Exercise directions: Set down each of the following lines again, character for character, with nothing changed or left out.

Data provided:
** BEGIN **
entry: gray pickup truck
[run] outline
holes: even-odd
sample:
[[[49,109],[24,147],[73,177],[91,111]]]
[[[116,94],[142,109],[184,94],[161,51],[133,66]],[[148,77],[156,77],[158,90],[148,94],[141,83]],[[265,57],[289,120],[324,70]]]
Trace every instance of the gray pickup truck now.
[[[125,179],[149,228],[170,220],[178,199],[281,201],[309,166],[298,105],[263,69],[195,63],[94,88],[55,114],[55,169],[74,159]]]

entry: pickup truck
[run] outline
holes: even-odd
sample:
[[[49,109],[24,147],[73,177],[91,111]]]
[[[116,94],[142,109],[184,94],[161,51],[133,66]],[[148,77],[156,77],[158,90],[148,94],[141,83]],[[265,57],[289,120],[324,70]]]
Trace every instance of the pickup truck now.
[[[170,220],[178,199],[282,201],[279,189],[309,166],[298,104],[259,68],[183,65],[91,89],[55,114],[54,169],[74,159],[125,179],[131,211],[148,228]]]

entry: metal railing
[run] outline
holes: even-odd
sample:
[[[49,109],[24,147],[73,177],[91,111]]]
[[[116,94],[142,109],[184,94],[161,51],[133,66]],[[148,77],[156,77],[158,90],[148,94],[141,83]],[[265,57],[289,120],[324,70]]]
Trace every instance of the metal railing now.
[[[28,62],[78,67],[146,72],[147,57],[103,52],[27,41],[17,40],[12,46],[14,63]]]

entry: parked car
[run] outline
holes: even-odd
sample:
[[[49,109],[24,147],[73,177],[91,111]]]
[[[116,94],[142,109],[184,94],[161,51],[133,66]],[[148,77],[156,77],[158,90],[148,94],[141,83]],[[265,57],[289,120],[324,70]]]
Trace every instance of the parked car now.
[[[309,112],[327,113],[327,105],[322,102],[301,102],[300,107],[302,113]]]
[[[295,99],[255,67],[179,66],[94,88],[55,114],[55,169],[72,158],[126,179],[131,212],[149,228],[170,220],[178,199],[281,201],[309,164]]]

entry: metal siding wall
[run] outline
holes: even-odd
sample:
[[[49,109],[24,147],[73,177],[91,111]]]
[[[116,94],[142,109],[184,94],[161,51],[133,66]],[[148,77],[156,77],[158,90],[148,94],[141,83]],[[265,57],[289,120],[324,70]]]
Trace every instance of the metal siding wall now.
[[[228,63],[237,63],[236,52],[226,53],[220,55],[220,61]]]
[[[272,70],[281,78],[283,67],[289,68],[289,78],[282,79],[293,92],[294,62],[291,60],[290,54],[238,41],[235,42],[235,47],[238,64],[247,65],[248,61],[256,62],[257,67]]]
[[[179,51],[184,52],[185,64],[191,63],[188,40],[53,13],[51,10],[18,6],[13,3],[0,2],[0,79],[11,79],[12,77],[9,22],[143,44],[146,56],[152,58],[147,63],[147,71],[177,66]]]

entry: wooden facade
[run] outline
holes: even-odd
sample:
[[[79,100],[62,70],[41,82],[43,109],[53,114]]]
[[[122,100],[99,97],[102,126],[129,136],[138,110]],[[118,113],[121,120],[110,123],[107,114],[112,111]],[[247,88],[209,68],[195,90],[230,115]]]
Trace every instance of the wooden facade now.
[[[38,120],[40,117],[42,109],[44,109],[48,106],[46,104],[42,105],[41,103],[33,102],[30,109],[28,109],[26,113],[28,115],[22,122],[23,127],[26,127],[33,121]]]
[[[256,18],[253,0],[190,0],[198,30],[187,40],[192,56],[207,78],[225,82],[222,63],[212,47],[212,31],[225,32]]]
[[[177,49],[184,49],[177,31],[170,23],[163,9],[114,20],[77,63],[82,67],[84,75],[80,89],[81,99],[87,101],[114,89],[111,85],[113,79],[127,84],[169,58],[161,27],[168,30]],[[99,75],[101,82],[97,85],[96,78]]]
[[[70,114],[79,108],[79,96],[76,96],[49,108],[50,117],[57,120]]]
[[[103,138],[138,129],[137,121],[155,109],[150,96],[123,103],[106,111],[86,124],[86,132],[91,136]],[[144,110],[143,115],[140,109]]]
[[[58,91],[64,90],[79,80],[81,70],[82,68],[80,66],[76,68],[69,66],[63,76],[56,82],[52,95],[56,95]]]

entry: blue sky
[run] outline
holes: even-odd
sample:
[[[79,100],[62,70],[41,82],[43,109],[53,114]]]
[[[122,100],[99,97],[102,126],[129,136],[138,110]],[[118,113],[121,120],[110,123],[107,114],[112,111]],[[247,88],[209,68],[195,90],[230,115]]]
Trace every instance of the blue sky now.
** END **
Task answer:
entry: gray pickup truck
[run] outline
holes: even-odd
sample:
[[[49,109],[24,147],[73,177],[91,111]]]
[[[116,94],[142,109],[184,94],[161,51],[133,66]],[[148,77],[156,77],[158,90],[148,94],[141,83]],[[265,57],[289,120],[324,70]]]
Trace every instance of the gray pickup truck now.
[[[125,179],[149,228],[170,220],[178,199],[281,201],[309,166],[298,105],[263,69],[195,63],[94,88],[55,114],[55,169],[74,159]]]

entry: pickup truck
[run] outline
holes: even-odd
sample:
[[[49,109],[24,147],[73,177],[91,111]]]
[[[116,94],[142,109],[184,94],[161,51],[133,66]],[[148,77],[156,77],[158,90],[148,94],[141,83]],[[265,57],[289,120],[324,70]]]
Trace every instance of the pickup truck now.
[[[170,220],[178,199],[282,201],[279,189],[309,166],[298,104],[259,68],[183,65],[91,89],[55,114],[54,169],[74,159],[125,179],[131,211],[148,228]]]

entry: metal railing
[run] outline
holes: even-odd
sample:
[[[49,109],[24,147],[73,177],[91,111]]]
[[[116,94],[142,109],[184,94],[161,51],[133,66]],[[148,77],[156,77],[158,90],[148,94],[141,83]],[[265,57],[289,120],[324,70]]]
Trace every instance of the metal railing now.
[[[28,62],[78,67],[146,72],[147,57],[103,52],[27,41],[17,40],[12,46],[14,63]]]

entry: parked car
[run] outline
holes: even-odd
sample:
[[[49,109],[24,147],[73,177],[91,111]]]
[[[116,94],[142,109],[184,94],[161,51],[133,66]],[[148,77],[156,77],[158,90],[148,94],[141,83]],[[265,57],[289,120],[324,70]]]
Trace every instance of the parked car now.
[[[309,112],[327,113],[327,105],[322,102],[301,102],[300,107],[302,113]]]
[[[295,99],[255,67],[179,66],[94,88],[55,114],[55,169],[72,158],[126,179],[131,212],[149,228],[170,220],[178,199],[281,201],[309,164]]]

entry: metal siding wall
[run] outline
holes: even-odd
sample:
[[[49,109],[24,147],[73,177],[91,111]]]
[[[116,94],[142,109],[184,94],[161,51],[133,66]],[[148,77],[156,77],[158,90],[148,94],[141,83]],[[265,57],[289,120],[324,70]]]
Trace every instance of the metal siding wall now.
[[[228,63],[237,63],[236,52],[226,53],[220,55],[220,61]]]
[[[272,70],[281,78],[283,67],[289,68],[289,78],[282,79],[293,92],[294,62],[291,60],[290,54],[238,41],[235,42],[235,47],[238,64],[247,65],[248,61],[256,62],[257,67]]]
[[[179,51],[184,52],[185,64],[191,63],[188,40],[53,13],[51,10],[18,6],[13,3],[0,2],[0,79],[11,79],[12,77],[9,22],[143,44],[146,56],[152,58],[147,63],[147,71],[177,66]]]

entry: wooden facade
[run] outline
holes: even-odd
sample:
[[[79,100],[62,70],[41,82],[43,109],[53,114]]]
[[[122,100],[99,97],[102,126],[129,136],[138,110]],[[118,113],[121,120],[110,123],[107,114],[112,111]],[[247,88],[209,68],[195,90],[230,115]]]
Trace every instance of the wooden facade now.
[[[38,120],[40,117],[42,109],[44,109],[48,106],[46,104],[42,105],[41,103],[33,102],[30,109],[28,109],[26,113],[28,115],[22,122],[23,127],[26,127],[33,121]]]
[[[256,18],[253,0],[190,0],[198,30],[187,40],[192,56],[207,78],[225,82],[222,63],[212,47],[212,31],[225,32]]]
[[[177,49],[184,49],[177,31],[170,23],[163,9],[114,20],[77,63],[82,67],[84,75],[80,89],[81,99],[87,101],[114,89],[111,85],[113,79],[127,84],[169,58],[161,27],[168,30]],[[99,75],[101,82],[97,85],[96,78]]]
[[[70,114],[79,108],[79,96],[76,96],[49,108],[50,117],[57,120]]]
[[[103,138],[138,129],[137,121],[155,109],[150,96],[123,103],[106,111],[86,124],[86,132],[91,136]],[[144,110],[143,115],[140,109]]]
[[[58,91],[64,90],[79,80],[81,70],[82,68],[80,66],[76,68],[69,66],[63,76],[56,82],[52,95],[56,95]]]

entry: blue sky
[run] outline
holes: even-odd
sample:
[[[79,100],[62,70],[41,82],[43,109],[53,114]]]
[[[122,100],[99,97],[102,126],[129,136],[138,110]],[[118,113],[121,120],[110,123],[107,114],[112,111]],[[247,88],[209,68],[195,90],[230,115]]]
Trace every instance of the blue sky now.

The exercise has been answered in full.